§ **GOALS**
1. Answer these about the article on the wall around the refugee camp in Lebanon, one line each:
(a) About how long will the wall take to complete?
(b) Which city is the camp located near?
(c) To what number did the camp's population swell after the Syrian civil war broke out?
2. Please extend the article on the wall around the refugee camp in Lebanon, picking up after its final sentence.

§ **PAGE EXTRACT**

++++++++++

Lebanon builds wall around refugee camp

Wesley Dockery
November 22, 2016

Lebanon has decided to build a wall around the country’s largest Palestinian refugee camp. Authorities have claimed the wall is a security measure, while detractors have argued it’s a barrier that isolates Palestinians

Libanon Mauerbau beim Flüchtlingscamp
Image: Getty Images/AFP

Lebanon's military announced the construction of the wall on Monday and that it will take approximately 15 months to complete. The refugee camp, named Ain al-Helweh, is located in southern Lebanon near the city of Sidon.

"The construction of the wall began some time ago and the aim is to stop the infiltration of terrorists inside Ain al-Helweh from nearby orchards," said a source from Lebanon's military to the AFP news agency.

Lebanese armed forces are not authorized to enter the camp and the government claims fugitives are residing within it. Loyalists belonging to various political factions live in the camp - recently there was fighting between Yasser Arafat's Fatah movement and the Jund al-Sham Islamist group. Palestinians leaving the camp have to be inspected by Lebanese authorities.

The camp's population in the early 2000's was hovering around 70,000 residents. This changed when the Syrian civil war broke out in 2011, causing the population to swell to 120,000 people. The war displaced many of the Palestinian refugees living in Syria, forcing them to move to the camps like al-Helweh in Lebanon.

++++++++++

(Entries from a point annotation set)
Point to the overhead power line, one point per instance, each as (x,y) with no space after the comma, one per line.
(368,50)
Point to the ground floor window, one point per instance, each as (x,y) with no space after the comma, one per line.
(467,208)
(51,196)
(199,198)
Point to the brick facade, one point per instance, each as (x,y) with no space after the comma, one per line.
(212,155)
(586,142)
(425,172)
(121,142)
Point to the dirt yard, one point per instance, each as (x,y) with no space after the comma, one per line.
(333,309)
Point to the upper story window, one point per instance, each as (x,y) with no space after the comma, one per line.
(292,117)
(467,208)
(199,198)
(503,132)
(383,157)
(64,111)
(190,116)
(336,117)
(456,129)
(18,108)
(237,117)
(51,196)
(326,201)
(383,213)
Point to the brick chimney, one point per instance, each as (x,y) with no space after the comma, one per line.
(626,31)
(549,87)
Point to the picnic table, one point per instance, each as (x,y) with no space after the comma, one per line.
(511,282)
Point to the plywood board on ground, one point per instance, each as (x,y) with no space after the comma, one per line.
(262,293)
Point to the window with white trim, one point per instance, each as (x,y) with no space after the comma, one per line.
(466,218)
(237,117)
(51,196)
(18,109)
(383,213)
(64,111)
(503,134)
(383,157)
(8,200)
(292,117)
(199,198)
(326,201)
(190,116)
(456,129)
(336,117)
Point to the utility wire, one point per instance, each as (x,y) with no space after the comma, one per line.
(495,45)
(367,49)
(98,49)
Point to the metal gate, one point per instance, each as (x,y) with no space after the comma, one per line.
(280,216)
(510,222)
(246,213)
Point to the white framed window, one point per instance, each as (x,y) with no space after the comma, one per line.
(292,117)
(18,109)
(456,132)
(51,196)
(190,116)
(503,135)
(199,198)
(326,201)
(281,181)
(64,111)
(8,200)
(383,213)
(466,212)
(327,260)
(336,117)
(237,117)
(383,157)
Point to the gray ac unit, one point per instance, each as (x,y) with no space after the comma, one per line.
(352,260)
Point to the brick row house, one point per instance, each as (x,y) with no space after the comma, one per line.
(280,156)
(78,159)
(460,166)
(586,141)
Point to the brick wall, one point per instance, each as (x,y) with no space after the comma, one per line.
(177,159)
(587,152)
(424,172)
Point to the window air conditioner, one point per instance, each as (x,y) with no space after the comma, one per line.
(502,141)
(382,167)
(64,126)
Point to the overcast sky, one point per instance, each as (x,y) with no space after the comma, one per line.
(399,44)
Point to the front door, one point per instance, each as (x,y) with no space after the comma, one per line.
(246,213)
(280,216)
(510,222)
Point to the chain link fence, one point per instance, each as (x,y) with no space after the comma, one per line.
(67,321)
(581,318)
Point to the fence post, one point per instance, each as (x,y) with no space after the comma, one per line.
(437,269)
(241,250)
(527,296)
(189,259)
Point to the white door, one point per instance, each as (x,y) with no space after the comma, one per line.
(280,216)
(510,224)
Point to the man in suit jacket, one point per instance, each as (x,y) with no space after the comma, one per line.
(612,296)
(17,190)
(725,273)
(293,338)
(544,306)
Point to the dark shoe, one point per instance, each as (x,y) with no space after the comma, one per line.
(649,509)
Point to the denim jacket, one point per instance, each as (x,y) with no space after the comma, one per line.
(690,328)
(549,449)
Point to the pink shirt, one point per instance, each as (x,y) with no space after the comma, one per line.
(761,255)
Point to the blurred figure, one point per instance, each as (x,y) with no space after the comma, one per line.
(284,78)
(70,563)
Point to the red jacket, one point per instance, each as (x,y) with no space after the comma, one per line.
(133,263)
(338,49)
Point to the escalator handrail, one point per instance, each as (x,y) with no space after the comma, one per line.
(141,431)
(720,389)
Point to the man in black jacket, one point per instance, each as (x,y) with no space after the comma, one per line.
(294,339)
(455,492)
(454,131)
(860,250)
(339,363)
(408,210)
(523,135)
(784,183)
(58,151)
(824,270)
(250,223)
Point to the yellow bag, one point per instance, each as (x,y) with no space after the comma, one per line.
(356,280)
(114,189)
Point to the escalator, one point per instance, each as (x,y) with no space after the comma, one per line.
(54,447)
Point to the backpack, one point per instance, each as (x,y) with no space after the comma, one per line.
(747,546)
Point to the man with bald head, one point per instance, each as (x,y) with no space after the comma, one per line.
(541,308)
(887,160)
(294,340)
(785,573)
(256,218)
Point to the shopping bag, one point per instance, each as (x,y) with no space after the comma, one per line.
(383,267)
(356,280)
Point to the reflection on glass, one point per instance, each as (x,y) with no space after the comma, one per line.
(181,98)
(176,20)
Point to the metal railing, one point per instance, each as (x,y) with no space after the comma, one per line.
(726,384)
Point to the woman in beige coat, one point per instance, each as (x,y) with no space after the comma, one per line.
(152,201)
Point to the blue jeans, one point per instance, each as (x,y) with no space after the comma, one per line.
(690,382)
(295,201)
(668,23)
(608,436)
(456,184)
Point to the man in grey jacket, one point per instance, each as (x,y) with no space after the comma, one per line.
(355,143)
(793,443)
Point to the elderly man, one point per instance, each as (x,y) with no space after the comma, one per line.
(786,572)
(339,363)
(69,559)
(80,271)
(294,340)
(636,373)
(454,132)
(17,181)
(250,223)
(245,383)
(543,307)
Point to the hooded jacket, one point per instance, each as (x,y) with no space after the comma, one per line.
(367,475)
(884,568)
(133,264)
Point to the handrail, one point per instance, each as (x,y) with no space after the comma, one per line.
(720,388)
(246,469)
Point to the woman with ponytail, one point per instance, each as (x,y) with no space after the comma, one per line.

++++++++++

§ **EXPECTED RESULTS**
1.
(a) Approximately 15 months.
(b) Sidon.
(c) 120,000 people.

2.
Controversy on social media

The move brought out condemnation in much of the Arab-speaking world, particularly on social media. Many are calling it the "wall of shame."

"For the record, the same Lebanon that can't sort out its trash has the capability to build a wall of shame around the Palestinian Ain al-Helweh camp," said Twitter user Sherazade Bareda, with pictures of the wall being constructed.  She's referring to when Lebanon closed one of its landfills last year in the city of Naameh, which then resulted in an eight-month crisis where trash piled up in the capital, Beirut. The crisis subsided in March 2016, when crews finally began to pick up the trash.


"The Lebanese authorities are building an apartheid wall surrounding the Ain al-Helweh camp in Sidon," tweeted an account called Yarmouk News. Commentators on social media have used the term apartheid to describe the wall, claiming that it isolates and separates the Palestinians in the camp from the rest of Lebanese society.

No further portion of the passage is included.